WHAT TO PRODUCE :: Copy out the following entries word for word, keeping every line as it appears.

Outline annotation entries
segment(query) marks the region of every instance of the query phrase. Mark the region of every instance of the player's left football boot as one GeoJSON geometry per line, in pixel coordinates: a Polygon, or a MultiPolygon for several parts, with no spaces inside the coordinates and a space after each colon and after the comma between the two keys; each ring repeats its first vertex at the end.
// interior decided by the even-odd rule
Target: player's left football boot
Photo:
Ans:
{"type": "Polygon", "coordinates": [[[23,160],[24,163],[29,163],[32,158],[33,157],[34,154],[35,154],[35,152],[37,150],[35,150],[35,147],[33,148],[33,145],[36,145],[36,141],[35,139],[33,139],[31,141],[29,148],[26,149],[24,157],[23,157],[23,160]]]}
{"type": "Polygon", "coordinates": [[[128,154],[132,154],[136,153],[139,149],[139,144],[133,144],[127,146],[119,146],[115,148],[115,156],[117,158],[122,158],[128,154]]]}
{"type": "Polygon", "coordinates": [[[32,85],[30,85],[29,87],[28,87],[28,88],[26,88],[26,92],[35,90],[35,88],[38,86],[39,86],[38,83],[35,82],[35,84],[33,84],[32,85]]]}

SOLUTION TO THIS PROBLEM ::
segment(query) marks the region of every instance of the query phrase. Mark the region of every instance of the player's left football boot as one GeoJSON geometry per line, in pixel coordinates: a Polygon, or a MultiPolygon for several parts, with no spaces inside the coordinates and a space after each colon and after the comma between the two keys; each ring repeats its first vertex at the end.
// interior decided by the even-odd rule
Target: player's left football boot
Photo:
Ans:
{"type": "Polygon", "coordinates": [[[23,160],[24,163],[29,163],[32,158],[33,157],[34,154],[35,154],[35,152],[37,150],[35,150],[35,147],[33,148],[33,145],[36,145],[36,141],[35,139],[33,139],[31,141],[29,148],[26,149],[24,157],[23,157],[23,160]]]}
{"type": "Polygon", "coordinates": [[[128,154],[132,154],[136,153],[139,149],[139,144],[133,144],[127,146],[119,146],[115,148],[115,156],[117,158],[122,158],[128,154]]]}
{"type": "Polygon", "coordinates": [[[32,85],[30,85],[29,87],[28,87],[28,88],[26,88],[26,92],[35,90],[35,88],[38,86],[39,86],[38,83],[35,82],[35,84],[33,84],[32,85]]]}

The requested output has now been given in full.